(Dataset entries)
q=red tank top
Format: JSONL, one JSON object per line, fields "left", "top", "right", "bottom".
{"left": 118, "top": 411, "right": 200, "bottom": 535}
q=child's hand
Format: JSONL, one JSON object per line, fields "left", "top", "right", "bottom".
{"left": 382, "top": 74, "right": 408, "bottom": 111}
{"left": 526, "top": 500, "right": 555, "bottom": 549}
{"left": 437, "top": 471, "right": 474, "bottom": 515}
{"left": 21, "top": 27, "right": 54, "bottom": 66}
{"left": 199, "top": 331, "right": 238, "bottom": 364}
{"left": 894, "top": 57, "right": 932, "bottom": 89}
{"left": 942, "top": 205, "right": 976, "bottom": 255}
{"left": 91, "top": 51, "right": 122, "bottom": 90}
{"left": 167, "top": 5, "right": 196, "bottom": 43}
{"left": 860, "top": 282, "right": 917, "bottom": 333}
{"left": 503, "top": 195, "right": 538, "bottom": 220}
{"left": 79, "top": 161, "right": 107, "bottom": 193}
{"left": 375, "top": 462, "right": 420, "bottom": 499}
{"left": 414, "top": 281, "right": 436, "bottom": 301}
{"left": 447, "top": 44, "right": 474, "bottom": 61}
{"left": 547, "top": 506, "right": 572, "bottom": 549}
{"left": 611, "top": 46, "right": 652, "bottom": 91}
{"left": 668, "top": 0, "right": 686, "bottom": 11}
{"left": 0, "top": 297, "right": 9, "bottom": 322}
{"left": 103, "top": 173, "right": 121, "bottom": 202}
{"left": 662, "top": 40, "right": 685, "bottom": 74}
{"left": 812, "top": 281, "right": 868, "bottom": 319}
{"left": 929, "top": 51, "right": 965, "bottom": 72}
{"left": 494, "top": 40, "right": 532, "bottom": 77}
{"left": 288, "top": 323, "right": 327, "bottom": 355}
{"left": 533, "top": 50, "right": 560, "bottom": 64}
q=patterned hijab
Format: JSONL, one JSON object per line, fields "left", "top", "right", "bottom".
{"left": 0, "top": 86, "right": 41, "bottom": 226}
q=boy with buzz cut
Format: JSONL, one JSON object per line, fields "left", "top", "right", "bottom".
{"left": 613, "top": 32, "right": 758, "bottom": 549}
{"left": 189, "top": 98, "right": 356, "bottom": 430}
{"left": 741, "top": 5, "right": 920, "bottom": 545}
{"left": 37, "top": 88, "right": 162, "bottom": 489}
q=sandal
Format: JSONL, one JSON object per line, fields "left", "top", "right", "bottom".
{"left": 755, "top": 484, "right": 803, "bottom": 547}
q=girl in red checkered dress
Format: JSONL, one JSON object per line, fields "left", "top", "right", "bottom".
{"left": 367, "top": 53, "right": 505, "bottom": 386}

**Exercise description:**
Please copy, word for word, every line from the first line of the records through the line containing "q=child's hand", with both of those lines included and nothing else.

**Answer space:**
q=red tank top
Format: JSONL, one JSON object per line, fields "left", "top", "right", "bottom".
{"left": 118, "top": 411, "right": 200, "bottom": 535}
q=child's hand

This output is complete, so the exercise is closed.